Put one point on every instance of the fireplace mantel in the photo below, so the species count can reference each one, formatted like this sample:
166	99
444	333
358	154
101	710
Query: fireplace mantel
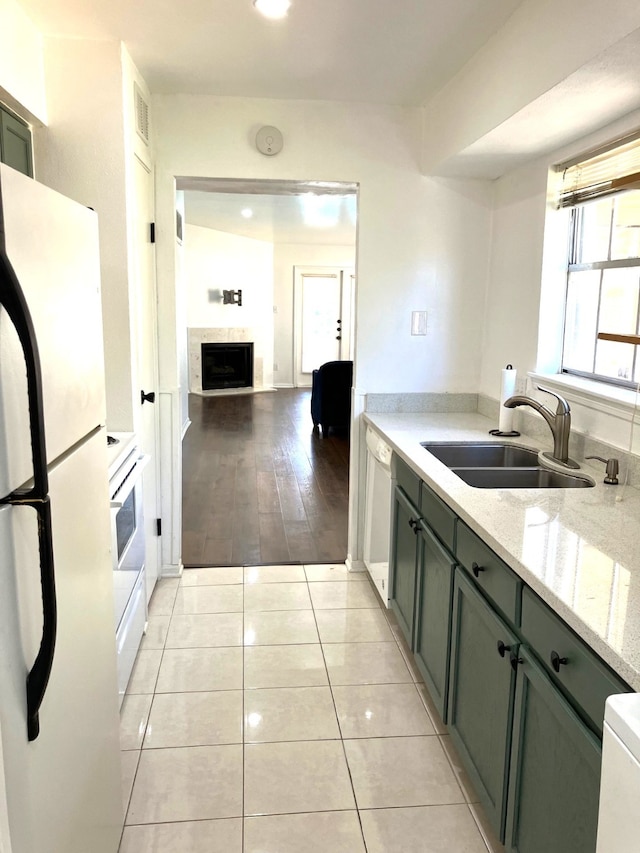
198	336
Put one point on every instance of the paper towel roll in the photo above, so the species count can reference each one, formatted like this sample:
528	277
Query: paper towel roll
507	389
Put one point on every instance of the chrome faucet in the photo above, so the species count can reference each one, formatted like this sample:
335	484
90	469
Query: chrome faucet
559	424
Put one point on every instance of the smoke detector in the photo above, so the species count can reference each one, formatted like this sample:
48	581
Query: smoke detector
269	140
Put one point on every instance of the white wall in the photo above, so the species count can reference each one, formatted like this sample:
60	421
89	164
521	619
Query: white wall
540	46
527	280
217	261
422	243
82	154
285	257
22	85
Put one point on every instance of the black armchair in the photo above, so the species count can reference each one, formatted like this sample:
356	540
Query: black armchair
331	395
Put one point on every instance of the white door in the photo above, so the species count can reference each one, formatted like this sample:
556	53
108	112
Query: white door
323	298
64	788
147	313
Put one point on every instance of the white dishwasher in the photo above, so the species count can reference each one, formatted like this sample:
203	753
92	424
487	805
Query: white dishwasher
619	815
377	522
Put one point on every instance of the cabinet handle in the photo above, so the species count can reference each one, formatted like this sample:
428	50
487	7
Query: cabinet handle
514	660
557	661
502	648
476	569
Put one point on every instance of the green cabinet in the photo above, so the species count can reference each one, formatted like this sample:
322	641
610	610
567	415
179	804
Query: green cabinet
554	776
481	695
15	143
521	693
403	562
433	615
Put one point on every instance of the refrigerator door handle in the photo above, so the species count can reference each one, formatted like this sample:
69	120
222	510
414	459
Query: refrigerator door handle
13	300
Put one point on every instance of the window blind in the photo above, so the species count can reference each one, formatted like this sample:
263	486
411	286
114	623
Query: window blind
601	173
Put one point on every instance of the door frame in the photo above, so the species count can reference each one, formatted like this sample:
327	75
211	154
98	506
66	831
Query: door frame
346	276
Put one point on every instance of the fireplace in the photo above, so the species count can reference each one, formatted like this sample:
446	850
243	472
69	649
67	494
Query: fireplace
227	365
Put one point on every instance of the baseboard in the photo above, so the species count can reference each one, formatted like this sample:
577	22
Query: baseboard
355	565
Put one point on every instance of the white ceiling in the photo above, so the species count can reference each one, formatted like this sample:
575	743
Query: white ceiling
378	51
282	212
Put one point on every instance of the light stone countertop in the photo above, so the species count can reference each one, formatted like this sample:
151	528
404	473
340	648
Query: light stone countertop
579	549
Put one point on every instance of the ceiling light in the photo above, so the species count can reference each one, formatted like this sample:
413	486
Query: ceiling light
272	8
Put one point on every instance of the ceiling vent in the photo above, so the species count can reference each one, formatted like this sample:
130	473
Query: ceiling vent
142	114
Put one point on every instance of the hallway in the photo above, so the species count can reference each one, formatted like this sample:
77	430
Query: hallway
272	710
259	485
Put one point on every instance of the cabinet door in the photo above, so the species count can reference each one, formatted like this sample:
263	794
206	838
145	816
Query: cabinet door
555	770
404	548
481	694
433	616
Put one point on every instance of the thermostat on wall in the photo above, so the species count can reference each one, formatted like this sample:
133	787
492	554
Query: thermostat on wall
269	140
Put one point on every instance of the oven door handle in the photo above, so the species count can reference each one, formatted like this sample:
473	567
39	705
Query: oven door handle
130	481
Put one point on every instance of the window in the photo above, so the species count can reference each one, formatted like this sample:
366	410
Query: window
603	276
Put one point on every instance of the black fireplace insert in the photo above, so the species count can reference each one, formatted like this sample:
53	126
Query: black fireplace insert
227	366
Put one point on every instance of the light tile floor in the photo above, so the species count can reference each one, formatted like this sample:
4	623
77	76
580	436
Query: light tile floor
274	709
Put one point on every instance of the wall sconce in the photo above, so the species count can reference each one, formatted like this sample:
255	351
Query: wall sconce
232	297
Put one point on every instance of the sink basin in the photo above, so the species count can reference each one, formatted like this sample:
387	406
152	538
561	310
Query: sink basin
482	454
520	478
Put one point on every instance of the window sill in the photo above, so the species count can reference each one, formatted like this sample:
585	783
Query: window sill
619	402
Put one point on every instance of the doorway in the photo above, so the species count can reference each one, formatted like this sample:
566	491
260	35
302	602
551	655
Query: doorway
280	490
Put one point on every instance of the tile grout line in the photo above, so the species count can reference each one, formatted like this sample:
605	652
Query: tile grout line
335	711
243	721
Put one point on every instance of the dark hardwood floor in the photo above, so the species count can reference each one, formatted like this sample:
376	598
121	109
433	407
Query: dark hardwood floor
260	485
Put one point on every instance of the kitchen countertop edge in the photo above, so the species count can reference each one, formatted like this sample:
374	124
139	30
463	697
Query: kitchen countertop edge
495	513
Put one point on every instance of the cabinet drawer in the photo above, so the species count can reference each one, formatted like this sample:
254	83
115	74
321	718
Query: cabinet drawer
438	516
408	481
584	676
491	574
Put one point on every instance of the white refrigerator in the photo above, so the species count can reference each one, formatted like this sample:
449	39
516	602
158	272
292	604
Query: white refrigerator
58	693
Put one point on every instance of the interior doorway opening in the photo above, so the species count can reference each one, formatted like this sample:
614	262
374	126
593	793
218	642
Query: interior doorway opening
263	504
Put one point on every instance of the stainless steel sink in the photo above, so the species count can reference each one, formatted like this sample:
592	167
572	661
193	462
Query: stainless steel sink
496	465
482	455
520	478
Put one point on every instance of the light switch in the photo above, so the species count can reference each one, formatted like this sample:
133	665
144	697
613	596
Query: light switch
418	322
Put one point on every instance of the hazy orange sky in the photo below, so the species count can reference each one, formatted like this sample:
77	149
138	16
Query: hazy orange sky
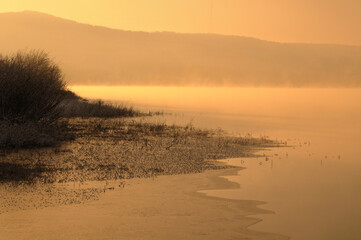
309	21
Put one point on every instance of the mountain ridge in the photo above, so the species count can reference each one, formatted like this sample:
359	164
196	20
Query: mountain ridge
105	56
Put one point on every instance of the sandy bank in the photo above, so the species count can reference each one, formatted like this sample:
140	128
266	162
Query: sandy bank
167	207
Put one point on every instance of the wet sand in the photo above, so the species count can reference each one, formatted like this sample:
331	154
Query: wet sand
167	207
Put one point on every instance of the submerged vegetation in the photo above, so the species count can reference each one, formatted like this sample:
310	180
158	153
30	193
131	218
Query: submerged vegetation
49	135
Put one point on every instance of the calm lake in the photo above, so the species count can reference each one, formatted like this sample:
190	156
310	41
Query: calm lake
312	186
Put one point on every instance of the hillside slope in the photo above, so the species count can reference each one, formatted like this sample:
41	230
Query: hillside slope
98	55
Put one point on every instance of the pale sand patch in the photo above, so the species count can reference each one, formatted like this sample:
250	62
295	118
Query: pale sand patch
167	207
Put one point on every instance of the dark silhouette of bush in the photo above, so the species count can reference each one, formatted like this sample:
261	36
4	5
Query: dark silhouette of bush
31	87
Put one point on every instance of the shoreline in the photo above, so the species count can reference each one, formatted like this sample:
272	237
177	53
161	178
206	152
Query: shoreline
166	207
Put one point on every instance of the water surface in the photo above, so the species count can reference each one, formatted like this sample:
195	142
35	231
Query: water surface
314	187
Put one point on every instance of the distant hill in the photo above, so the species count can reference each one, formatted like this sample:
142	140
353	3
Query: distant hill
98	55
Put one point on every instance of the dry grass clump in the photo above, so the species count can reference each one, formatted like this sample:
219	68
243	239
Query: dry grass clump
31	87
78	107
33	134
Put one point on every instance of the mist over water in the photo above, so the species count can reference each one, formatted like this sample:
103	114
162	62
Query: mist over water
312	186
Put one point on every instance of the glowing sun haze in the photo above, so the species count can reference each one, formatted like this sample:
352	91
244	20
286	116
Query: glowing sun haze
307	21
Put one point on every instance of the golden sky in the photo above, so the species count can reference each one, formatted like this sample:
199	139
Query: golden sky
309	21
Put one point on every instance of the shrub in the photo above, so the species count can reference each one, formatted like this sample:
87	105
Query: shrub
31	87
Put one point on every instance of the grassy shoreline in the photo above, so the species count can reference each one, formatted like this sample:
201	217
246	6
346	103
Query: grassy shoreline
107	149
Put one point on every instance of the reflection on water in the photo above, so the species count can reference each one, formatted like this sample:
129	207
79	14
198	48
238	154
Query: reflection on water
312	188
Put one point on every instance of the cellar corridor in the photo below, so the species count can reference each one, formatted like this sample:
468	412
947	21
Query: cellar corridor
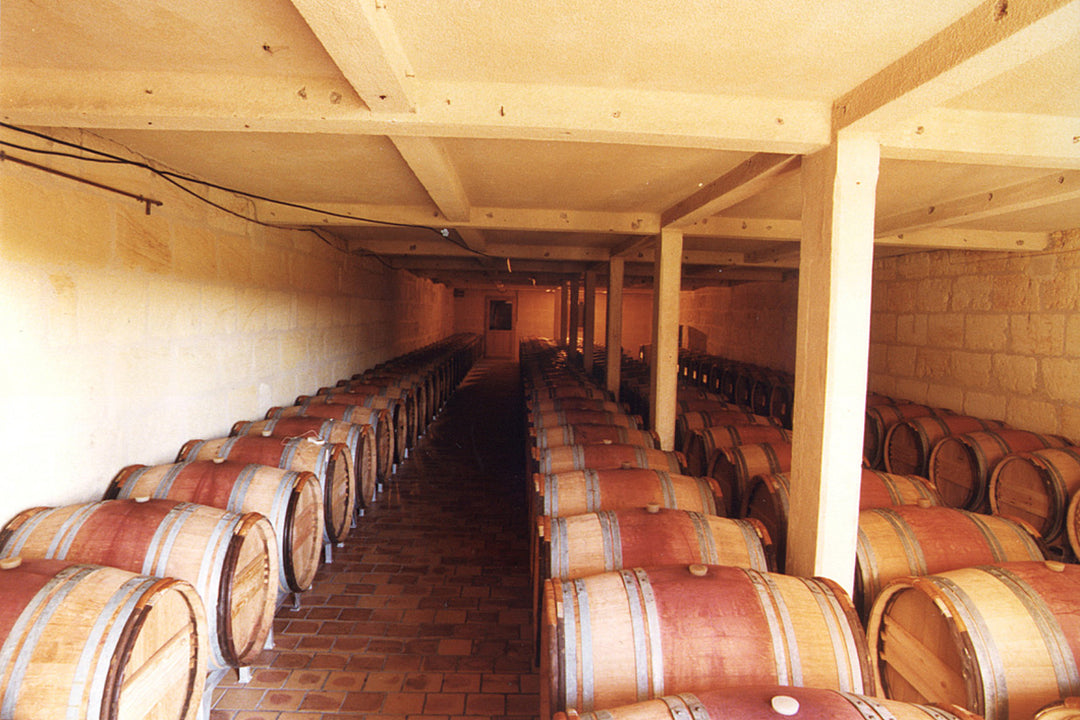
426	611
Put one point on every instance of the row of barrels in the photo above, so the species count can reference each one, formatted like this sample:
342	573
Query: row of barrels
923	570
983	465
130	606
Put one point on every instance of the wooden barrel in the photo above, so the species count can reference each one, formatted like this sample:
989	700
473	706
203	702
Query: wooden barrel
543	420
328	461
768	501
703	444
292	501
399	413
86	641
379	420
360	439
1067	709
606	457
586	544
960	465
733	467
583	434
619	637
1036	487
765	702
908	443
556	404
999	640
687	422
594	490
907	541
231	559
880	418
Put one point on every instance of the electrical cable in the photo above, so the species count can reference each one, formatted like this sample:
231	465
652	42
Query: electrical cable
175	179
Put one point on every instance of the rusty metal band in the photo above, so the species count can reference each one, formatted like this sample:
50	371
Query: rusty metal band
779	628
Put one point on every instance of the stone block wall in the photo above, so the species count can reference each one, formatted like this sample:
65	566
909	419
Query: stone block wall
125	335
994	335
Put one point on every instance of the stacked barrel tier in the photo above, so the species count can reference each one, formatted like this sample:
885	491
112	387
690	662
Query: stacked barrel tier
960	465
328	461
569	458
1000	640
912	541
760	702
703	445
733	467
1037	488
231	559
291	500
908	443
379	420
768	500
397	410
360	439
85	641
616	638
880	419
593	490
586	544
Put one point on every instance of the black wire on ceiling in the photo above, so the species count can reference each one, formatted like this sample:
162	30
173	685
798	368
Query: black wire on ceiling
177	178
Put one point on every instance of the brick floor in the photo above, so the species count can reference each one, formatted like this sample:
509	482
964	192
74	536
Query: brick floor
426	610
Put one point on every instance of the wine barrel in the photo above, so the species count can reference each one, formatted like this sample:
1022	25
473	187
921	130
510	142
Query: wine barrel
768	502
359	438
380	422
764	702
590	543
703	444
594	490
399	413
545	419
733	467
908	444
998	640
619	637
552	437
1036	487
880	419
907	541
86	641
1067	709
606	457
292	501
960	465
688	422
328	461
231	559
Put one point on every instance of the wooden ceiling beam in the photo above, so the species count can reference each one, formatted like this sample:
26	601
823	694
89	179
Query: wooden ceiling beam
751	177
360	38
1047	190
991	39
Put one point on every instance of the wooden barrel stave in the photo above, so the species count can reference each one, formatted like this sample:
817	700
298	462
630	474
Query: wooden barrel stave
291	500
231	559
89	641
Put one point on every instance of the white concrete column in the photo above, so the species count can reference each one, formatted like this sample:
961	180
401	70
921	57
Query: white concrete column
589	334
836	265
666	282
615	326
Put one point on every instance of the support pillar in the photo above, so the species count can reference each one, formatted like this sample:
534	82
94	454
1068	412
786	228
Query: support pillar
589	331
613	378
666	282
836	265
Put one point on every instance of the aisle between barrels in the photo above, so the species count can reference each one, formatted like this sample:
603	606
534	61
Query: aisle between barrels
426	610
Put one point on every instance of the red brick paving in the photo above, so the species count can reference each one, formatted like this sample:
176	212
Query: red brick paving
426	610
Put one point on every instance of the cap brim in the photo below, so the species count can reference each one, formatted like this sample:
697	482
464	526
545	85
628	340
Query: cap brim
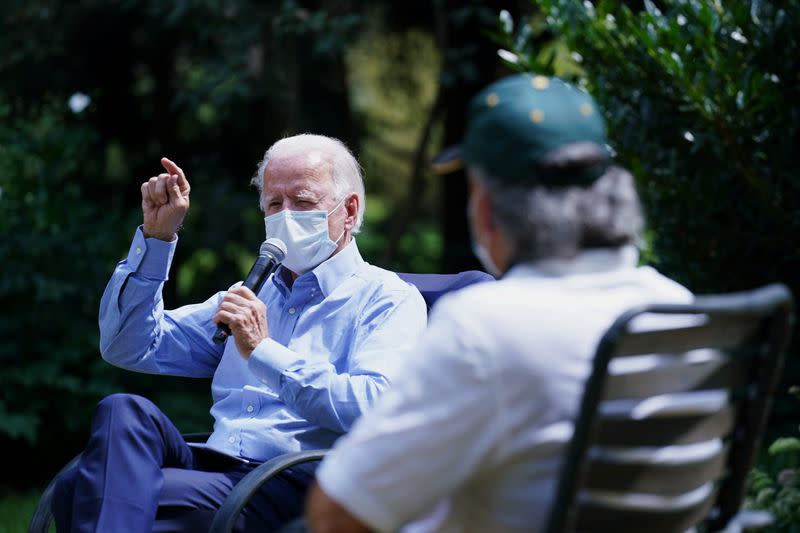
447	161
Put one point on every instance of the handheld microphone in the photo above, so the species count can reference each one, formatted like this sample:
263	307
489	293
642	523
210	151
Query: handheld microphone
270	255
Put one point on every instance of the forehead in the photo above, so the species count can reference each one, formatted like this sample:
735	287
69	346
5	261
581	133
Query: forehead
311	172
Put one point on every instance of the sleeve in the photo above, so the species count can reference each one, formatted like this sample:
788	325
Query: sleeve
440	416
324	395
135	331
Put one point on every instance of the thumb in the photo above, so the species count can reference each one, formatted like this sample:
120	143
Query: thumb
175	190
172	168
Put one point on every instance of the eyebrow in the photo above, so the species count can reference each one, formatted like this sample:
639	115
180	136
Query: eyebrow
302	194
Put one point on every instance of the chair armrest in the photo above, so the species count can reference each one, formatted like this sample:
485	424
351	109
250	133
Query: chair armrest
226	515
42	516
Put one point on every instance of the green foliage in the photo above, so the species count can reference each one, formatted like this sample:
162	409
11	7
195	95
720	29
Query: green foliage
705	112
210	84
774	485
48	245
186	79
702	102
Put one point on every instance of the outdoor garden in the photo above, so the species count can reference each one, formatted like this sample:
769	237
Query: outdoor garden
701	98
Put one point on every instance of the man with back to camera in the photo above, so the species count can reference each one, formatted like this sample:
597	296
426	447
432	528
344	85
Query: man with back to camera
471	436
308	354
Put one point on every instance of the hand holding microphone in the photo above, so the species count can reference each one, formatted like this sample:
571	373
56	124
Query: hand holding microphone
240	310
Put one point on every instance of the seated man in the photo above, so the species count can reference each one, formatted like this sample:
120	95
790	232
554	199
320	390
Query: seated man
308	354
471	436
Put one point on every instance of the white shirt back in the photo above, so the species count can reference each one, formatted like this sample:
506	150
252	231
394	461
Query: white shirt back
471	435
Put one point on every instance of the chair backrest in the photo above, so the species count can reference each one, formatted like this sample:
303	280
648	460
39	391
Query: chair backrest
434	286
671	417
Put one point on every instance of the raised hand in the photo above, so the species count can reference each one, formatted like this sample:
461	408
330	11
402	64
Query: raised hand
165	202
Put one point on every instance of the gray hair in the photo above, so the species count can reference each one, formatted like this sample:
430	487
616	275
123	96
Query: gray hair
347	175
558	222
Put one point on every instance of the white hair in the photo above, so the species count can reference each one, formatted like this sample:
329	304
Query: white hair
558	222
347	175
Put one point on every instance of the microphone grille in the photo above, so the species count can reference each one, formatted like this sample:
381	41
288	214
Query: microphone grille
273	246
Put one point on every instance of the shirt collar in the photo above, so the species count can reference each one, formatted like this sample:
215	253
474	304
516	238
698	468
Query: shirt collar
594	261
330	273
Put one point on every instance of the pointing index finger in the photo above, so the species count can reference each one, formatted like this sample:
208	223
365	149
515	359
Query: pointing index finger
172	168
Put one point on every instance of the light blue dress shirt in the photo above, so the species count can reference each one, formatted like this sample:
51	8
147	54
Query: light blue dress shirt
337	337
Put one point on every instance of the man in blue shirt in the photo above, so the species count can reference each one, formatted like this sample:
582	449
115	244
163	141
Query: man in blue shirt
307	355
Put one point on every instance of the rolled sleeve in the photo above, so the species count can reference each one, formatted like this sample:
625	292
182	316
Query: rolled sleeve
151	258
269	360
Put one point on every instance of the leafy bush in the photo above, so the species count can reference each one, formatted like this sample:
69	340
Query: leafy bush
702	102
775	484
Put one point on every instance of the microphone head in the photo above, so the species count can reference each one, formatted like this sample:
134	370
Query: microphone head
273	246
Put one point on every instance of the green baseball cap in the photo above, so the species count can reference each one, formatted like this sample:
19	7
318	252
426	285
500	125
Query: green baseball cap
━━━━━━━━━━━━━━━━━━━━
Work instructions -
Your answer should be exactly the lines of the material above, starting at the one that holds "Put one point on every instance of the leafy" and ending with the last.

Output for this exercise -
Put one point on every instance of the leafy bush in the photo above, so the species count can reference each one, formatted like this sample:
69	340
Query: leafy bush
702	102
775	484
Put one point on every instance of the microphone head in the photo above, so the species count can reference each one, formatted like this sample:
134	370
Query: microphone head
273	246
Put one point on every instance of the green baseball cap in the photo above, so the species count can reference each one, formatted like this sample:
19	7
318	252
426	285
500	125
Query: green baseball cap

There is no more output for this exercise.